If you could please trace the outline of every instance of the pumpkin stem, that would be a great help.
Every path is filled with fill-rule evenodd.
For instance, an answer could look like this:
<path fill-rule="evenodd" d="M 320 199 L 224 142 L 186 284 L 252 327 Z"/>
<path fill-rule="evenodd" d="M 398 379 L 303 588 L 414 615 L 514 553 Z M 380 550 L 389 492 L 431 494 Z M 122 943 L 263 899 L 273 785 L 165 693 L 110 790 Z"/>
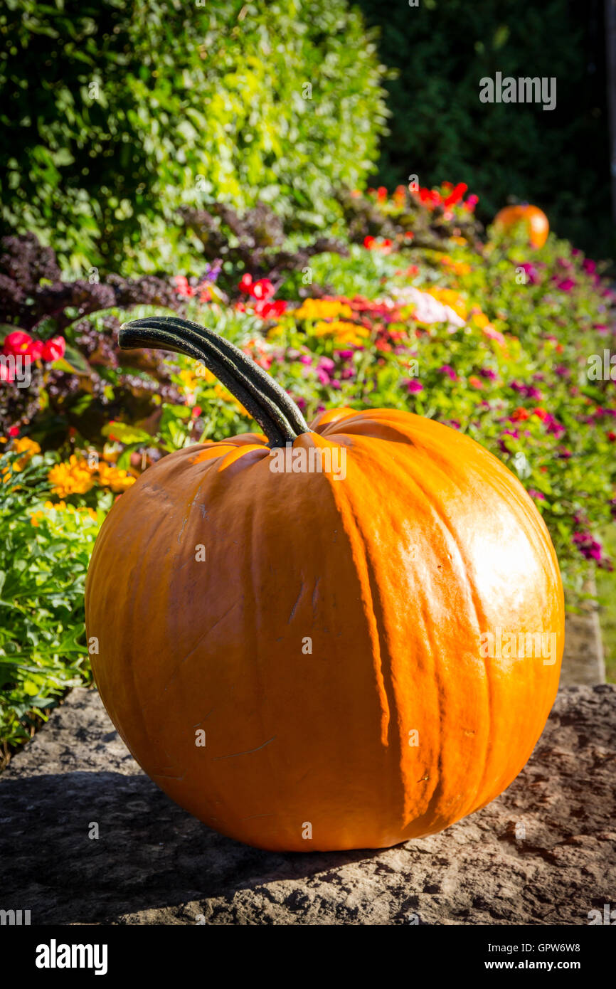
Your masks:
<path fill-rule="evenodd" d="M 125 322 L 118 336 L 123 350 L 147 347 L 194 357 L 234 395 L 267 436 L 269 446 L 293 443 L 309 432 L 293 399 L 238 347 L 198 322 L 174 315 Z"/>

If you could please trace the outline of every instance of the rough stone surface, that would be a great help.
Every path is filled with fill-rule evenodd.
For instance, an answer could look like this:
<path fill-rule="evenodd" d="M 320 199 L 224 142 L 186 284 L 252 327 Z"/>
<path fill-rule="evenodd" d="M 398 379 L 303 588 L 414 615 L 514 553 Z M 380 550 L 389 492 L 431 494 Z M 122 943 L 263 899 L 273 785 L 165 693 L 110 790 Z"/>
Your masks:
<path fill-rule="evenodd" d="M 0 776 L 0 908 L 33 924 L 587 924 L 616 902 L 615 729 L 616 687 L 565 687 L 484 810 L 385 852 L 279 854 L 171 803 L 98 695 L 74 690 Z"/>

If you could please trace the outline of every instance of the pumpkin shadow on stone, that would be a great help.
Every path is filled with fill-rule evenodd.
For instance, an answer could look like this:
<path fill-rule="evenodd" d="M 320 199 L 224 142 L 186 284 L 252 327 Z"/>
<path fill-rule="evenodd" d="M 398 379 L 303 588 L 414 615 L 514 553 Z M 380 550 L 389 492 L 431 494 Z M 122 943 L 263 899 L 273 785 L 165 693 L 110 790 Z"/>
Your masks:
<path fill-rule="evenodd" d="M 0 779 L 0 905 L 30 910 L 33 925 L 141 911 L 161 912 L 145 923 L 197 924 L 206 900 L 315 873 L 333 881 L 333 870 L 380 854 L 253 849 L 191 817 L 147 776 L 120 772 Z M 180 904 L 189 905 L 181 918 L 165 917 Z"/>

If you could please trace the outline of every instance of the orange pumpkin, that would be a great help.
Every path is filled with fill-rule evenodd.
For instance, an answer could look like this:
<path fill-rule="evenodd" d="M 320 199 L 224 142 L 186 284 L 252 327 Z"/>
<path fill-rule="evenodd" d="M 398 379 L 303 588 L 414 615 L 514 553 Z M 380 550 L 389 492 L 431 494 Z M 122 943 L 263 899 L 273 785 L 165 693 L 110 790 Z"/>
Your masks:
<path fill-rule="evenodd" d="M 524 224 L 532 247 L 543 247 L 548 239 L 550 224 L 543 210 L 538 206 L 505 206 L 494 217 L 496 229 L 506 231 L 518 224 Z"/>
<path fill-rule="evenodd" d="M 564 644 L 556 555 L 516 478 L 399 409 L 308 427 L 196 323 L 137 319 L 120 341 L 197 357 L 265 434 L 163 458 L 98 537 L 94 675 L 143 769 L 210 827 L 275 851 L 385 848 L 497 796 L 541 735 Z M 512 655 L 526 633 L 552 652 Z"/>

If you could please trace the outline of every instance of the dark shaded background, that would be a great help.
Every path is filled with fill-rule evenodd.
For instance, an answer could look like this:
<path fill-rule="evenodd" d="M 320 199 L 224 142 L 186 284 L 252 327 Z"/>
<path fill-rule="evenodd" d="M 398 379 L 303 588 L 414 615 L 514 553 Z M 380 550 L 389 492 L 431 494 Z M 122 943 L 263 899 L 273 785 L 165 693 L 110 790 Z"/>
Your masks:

● ● ● ● ●

Copy all of the material above word for word, but leave out the pictures.

If you could please trace the outline of every instance of the pumpkin stem, that would be a great help.
Every path is filled with fill-rule evenodd.
For instance, an answer could look like this:
<path fill-rule="evenodd" d="M 320 199 L 224 142 L 186 284 L 252 327 Z"/>
<path fill-rule="evenodd" d="M 398 379 L 303 588 L 414 615 L 514 553 Z M 380 550 L 389 492 L 431 494 Z M 122 943 L 263 899 L 273 785 L 165 693 L 110 790 Z"/>
Your masks:
<path fill-rule="evenodd" d="M 125 322 L 118 336 L 123 350 L 147 347 L 194 357 L 234 395 L 267 436 L 269 446 L 293 443 L 309 432 L 293 399 L 238 347 L 198 322 L 174 315 Z"/>

If you could please trace the outline of every instance of the rough stone surface, that would be a great help.
Every path is filled with fill-rule evenodd.
For instance, an answer could look like this:
<path fill-rule="evenodd" d="M 320 199 L 224 142 L 186 284 L 252 327 Z"/>
<path fill-rule="evenodd" d="M 398 379 L 303 588 L 414 615 L 514 553 Z M 380 550 L 389 492 L 431 494 Z M 122 943 L 263 899 L 273 785 L 165 693 L 110 790 Z"/>
Your masks:
<path fill-rule="evenodd" d="M 0 776 L 0 908 L 33 924 L 587 924 L 616 902 L 615 729 L 616 687 L 565 687 L 484 810 L 385 852 L 279 854 L 171 803 L 98 695 L 74 690 Z"/>

If you could please trace the outline of every instance of the pumpkin shadow on stone, that would be a great help.
Every path is filled with fill-rule evenodd.
For instance, an answer could look like this:
<path fill-rule="evenodd" d="M 320 199 L 224 142 L 186 284 L 252 327 Z"/>
<path fill-rule="evenodd" d="M 398 379 L 303 588 L 414 615 L 514 553 Z M 380 550 L 389 492 L 431 494 Z M 122 943 L 263 899 L 273 785 L 165 693 L 110 790 Z"/>
Your masks:
<path fill-rule="evenodd" d="M 0 779 L 0 905 L 30 910 L 33 925 L 141 911 L 161 912 L 145 923 L 197 924 L 206 900 L 315 873 L 333 881 L 333 870 L 380 854 L 253 849 L 191 817 L 147 776 L 120 772 Z M 180 904 L 189 905 L 181 918 L 165 917 Z"/>

If you could please trace the outline of every instance of the orange pumpkin, that would be a great help.
Every path is filled with fill-rule evenodd.
For instance, an answer could look like this:
<path fill-rule="evenodd" d="M 320 199 L 224 142 L 186 284 L 252 327 Z"/>
<path fill-rule="evenodd" d="M 398 379 L 303 588 L 414 615 L 514 553 Z M 380 550 L 389 492 L 431 494 Z M 122 943 L 263 899 L 273 785 L 165 693 L 110 790 Z"/>
Your masks:
<path fill-rule="evenodd" d="M 524 224 L 532 247 L 543 247 L 548 239 L 550 224 L 543 210 L 538 206 L 505 206 L 494 217 L 496 229 L 506 231 L 518 224 Z"/>
<path fill-rule="evenodd" d="M 564 644 L 556 555 L 516 478 L 399 409 L 308 427 L 196 323 L 137 319 L 120 341 L 197 357 L 265 434 L 163 458 L 98 537 L 94 675 L 143 769 L 210 827 L 275 851 L 385 848 L 497 796 L 541 735 Z M 512 655 L 526 633 L 552 652 Z"/>

If you could please trace the outline of every instance of the dark shaded background, that would be a great help.
Every path is filled with fill-rule evenodd.
For instance, an answer could look like this:
<path fill-rule="evenodd" d="M 320 199 L 224 142 L 186 284 L 252 327 Z"/>
<path fill-rule="evenodd" d="M 398 379 L 303 588 L 414 615 L 514 553 Z M 380 550 L 389 492 L 431 494 Z M 122 943 L 263 899 L 273 785 L 165 693 L 110 790 Z"/>
Your masks:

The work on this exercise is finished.